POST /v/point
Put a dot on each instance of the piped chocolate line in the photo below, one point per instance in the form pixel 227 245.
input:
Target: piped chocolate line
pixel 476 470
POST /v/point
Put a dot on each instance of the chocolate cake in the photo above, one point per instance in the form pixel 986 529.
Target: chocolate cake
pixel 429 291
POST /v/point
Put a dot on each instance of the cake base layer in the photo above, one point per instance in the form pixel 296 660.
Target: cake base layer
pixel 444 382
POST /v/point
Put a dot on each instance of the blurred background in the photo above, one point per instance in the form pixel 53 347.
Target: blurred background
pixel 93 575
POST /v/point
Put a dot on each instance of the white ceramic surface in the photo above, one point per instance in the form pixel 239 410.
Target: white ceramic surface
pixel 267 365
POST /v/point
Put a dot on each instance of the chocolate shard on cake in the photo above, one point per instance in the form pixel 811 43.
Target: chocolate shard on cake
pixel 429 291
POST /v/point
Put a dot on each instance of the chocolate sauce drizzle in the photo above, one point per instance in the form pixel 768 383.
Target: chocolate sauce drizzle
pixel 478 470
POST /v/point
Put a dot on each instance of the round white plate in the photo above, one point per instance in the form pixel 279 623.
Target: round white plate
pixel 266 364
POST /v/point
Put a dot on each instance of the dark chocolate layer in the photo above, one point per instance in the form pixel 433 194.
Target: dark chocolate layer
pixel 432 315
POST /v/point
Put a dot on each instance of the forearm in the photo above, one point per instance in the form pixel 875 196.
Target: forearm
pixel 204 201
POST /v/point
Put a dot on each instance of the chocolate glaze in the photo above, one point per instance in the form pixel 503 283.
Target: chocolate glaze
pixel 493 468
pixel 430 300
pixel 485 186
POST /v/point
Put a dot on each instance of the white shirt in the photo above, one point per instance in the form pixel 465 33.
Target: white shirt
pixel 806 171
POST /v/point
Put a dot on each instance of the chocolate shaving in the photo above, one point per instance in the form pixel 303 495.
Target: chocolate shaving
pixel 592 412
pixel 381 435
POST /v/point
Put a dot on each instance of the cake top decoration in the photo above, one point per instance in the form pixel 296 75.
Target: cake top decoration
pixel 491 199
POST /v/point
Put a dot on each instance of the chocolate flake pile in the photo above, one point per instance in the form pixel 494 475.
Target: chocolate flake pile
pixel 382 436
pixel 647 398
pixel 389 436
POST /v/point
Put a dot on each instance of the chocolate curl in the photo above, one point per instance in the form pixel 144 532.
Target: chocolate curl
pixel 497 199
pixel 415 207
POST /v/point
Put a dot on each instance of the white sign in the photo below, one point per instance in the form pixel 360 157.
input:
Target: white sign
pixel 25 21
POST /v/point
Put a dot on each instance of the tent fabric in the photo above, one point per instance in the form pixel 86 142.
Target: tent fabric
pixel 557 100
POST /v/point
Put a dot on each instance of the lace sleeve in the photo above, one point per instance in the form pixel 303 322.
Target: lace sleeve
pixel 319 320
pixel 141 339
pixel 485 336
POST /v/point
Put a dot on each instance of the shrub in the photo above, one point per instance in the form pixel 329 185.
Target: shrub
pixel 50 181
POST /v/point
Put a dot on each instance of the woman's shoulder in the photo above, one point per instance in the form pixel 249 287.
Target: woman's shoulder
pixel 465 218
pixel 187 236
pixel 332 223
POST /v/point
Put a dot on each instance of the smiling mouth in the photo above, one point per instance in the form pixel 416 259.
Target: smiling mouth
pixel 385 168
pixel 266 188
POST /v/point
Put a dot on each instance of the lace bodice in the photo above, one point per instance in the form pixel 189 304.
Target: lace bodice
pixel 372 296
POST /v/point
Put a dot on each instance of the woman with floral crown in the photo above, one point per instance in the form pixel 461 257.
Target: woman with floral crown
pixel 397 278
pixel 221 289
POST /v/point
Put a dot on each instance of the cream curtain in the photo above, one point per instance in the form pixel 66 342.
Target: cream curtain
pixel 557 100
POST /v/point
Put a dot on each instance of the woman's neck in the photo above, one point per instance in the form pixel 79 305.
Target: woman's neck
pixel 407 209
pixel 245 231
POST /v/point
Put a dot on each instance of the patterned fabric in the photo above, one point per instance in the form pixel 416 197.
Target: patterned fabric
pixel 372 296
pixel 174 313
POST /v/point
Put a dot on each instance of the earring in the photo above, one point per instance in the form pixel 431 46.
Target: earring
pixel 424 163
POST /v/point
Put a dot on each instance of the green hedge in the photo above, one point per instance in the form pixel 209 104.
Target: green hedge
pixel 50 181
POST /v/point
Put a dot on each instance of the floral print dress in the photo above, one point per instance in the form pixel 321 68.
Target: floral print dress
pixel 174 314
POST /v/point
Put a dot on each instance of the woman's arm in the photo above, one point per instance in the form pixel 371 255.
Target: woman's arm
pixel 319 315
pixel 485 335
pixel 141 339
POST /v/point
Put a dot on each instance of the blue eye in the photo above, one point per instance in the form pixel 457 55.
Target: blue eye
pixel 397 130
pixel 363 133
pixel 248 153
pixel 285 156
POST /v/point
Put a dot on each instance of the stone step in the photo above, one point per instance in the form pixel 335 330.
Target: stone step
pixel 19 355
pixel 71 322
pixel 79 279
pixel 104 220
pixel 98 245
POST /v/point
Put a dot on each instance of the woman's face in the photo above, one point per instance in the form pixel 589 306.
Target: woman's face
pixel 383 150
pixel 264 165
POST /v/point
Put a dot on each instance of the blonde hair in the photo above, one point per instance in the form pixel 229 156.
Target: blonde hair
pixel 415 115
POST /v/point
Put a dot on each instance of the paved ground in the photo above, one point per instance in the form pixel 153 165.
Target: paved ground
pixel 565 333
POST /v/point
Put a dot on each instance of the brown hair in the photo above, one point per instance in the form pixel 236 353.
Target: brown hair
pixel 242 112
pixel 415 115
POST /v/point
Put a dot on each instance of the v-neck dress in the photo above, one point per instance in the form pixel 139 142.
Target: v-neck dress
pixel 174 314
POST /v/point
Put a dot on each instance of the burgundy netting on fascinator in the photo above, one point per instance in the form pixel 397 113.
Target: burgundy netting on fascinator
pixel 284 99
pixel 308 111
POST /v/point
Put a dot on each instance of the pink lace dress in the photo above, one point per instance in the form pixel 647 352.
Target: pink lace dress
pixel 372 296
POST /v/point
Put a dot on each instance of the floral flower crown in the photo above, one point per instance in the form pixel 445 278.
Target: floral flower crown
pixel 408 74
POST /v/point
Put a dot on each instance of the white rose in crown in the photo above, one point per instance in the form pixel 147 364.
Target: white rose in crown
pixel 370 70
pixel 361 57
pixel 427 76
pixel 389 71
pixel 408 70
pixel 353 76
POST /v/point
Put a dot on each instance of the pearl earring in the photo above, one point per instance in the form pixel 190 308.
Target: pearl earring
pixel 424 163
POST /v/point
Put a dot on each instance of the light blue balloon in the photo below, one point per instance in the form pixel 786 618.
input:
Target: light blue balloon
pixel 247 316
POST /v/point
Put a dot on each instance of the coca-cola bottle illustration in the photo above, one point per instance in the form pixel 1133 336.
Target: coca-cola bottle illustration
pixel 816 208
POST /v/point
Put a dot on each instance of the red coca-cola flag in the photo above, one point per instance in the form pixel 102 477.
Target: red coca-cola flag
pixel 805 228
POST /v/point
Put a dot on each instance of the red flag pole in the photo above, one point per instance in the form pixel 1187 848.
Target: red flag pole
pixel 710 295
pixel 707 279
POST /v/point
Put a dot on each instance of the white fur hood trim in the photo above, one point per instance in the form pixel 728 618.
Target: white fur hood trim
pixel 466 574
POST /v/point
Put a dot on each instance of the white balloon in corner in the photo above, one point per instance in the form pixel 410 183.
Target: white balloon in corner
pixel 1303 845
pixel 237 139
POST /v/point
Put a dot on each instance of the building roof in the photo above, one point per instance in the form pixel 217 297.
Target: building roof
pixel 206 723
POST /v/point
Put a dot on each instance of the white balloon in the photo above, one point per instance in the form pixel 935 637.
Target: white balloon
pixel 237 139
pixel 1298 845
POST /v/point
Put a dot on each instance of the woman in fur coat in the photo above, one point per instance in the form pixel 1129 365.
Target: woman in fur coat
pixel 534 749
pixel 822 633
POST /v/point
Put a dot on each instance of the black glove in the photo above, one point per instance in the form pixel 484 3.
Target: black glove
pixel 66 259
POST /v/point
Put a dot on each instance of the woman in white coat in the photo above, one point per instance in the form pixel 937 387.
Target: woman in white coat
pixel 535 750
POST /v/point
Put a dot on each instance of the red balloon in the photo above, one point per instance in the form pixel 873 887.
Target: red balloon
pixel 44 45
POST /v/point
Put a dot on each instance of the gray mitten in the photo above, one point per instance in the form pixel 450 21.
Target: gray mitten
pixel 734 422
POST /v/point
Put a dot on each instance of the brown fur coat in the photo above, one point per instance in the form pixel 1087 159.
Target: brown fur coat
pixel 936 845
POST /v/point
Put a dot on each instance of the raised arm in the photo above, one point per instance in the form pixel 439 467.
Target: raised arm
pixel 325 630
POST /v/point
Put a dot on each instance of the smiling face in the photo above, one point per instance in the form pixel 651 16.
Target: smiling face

________

Brief: Print, character for character, the lines of the listing from its very first line through the line holding "pixel 444 382", both ends included.

Written solution:
POST /v/point
Put a dot on each instance of the piped chocolate line in the photo below, one point per instance in the form pixel 227 245.
input:
Target: piped chocolate line
pixel 476 470
POST /v/point
Put a dot on each instance of the chocolate cake in the photo above, one point per instance in the form pixel 986 529.
Target: chocolate cake
pixel 429 291
POST /v/point
Put a dot on each instance of the cake base layer in the photo above, one point per instance in the form pixel 296 660.
Target: cake base layer
pixel 444 382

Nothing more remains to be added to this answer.